● Exercise prompt: Could you lay out every one of the rows below as a Markdown table with the columns Number and Row Text, leaving out any blank lines?

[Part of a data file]
== == ==

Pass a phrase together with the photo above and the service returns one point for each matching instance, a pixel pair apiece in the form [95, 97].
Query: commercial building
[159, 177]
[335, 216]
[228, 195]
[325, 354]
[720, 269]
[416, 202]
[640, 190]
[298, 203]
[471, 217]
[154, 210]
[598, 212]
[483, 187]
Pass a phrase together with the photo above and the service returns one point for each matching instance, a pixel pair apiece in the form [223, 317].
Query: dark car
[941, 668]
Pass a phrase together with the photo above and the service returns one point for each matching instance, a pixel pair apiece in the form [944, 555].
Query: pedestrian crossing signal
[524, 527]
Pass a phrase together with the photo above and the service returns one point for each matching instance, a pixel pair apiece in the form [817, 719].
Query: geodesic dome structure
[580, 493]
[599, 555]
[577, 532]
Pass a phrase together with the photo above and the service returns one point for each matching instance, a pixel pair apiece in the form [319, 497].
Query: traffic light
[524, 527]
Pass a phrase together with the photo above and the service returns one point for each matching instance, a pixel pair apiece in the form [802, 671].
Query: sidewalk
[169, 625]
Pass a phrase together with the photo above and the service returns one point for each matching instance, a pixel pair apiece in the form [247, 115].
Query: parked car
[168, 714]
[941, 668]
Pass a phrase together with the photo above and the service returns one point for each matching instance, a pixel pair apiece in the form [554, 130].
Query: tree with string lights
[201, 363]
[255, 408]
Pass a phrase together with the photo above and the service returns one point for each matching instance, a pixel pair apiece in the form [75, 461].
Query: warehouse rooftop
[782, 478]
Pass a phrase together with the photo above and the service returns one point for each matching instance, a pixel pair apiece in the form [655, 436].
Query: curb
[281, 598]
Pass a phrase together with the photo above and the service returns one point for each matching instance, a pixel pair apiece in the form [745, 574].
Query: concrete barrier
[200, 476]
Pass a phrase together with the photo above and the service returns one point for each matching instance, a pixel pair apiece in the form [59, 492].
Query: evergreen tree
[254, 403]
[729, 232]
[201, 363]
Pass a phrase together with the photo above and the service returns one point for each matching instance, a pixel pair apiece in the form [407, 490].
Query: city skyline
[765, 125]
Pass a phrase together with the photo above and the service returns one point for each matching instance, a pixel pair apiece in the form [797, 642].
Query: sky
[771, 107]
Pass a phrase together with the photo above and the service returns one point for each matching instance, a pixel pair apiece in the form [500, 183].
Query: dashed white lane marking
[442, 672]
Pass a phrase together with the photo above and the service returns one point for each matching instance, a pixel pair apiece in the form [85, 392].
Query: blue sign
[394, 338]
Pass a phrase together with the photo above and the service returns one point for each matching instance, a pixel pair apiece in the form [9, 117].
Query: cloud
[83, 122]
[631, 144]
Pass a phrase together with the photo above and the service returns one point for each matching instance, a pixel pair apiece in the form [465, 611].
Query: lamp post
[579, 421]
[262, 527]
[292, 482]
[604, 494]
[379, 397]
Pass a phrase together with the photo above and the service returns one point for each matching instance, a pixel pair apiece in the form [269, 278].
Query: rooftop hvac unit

== == ==

● Solution to this exercise:
| Number | Row Text |
|---|---|
| 1 | Pass a phrase together with the photo above and the service returns one point for each matching instance, a pixel pair apiece in the form [95, 97]. |
| 2 | Query: commercial building |
| 3 | [159, 177] |
| 4 | [335, 216] |
| 5 | [228, 195] |
| 6 | [325, 354] |
| 7 | [720, 269] |
| 8 | [416, 202] |
| 9 | [640, 190] |
| 10 | [298, 203] |
| 11 | [471, 217] |
| 12 | [154, 210] |
| 13 | [598, 212] |
| 14 | [483, 187] |
| 15 | Pass a phrase together with the photo above and the service returns one point for each matching instance, a pixel pair apiece in the form [223, 317]. |
| 16 | Query: dark car |
| 17 | [941, 668] |
| 18 | Pass a phrase together with the photo above and the service returns one point for each matching instance, a pixel pair apiece in the form [944, 555]. |
| 19 | Query: pedestrian crossing signal |
| 20 | [524, 527] |
| 21 | Pass a phrase together with the photo above and the service returns one point for each matching instance, a pixel pair apiece in the form [817, 719]. |
| 22 | Query: geodesic dome structure |
| 23 | [580, 493] |
| 24 | [599, 555] |
| 25 | [577, 532] |
| 26 | Pass a phrase together with the photo above and the service returns one point for each matching instance, a pixel pair apiece in the form [319, 497]. |
| 27 | Query: traffic light |
| 28 | [524, 527] |
| 29 | Pass a phrase together with the photo above and the service returns one point for each matching instance, a pixel pair apiece in the form [802, 671]. |
| 30 | Query: sidewalk |
| 31 | [169, 625] |
| 32 | Pass a phrase together with the photo above and the service returns one point for each matching instance, a pixel pair apiece in the form [247, 115]. |
| 33 | Query: parked car |
| 34 | [168, 714] |
| 35 | [941, 668] |
| 36 | Pass a phrase together with the photo above and the service returns one point for each matching instance, a pixel pair apiece in the form [554, 130]. |
| 37 | Query: tree with string lights |
| 38 | [201, 363] |
| 39 | [255, 408] |
| 40 | Pass a phrase together with the photo above and the service returns one point for each matching instance, a pixel pair apiece in the form [75, 461]. |
| 41 | Query: warehouse rooftop |
| 42 | [782, 478] |
| 43 | Pass a phrase together with the photo above and the service returns one point for each matching instance, a pixel pair apiece in the form [655, 436]. |
| 44 | Query: curb |
| 45 | [281, 598] |
| 46 | Pass a phrase together with the photo above and the service returns one point for each matching instance, a pixel pair apiece in the form [745, 574]. |
| 47 | Query: concrete barrier |
| 48 | [200, 476] |
| 49 | Pass a phrase together with the photo above and the service returns one point for each matching instance, a pixel pair apiece in the form [59, 492]. |
| 50 | Query: evergreen tree |
| 51 | [254, 403] |
| 52 | [729, 232] |
| 53 | [201, 363] |
| 54 | Pass a phrase together with the photo above and the service returns one point for each matching instance, a pixel pair apiece in the form [407, 490]. |
| 55 | Query: city skyline |
| 56 | [765, 125] |
| 57 | Pass a phrase together with the photo above and the service returns one point for each matching instance, a pixel pair apiece in the form [797, 642]. |
| 58 | Query: sky |
| 59 | [771, 107] |
| 60 | Pass a phrase together with the photo above and the service returns one point for each matching instance, a pixel pair apiece in the form [500, 183]. |
| 61 | Query: dashed white lane marking |
| 62 | [442, 672] |
| 63 | Pass a phrase together with the photo above and the service returns one point for each matching instance, a pixel pair apiece in the form [85, 392]. |
| 64 | Query: blue sign |
| 65 | [394, 338] |
| 66 | Pass a phrase together with the photo above and the service returns one point for each matching instance, a pixel pair apiece in the form [9, 117]. |
| 67 | Query: cloud |
| 68 | [83, 122] |
| 69 | [631, 144] |
| 70 | Pass a phrase together with the photo above and the service returns one point for each matching instance, a pixel pair apiece in the form [465, 611]. |
| 71 | Query: lamp post |
| 72 | [579, 421] |
| 73 | [262, 527] |
| 74 | [292, 482] |
| 75 | [604, 494] |
| 76 | [379, 397] |
| 77 | Pass a phrase together with the photo above and the service returns one point for each matching instance, a pixel pair apiece in the form [269, 278]. |
| 78 | Query: rooftop hvac unit |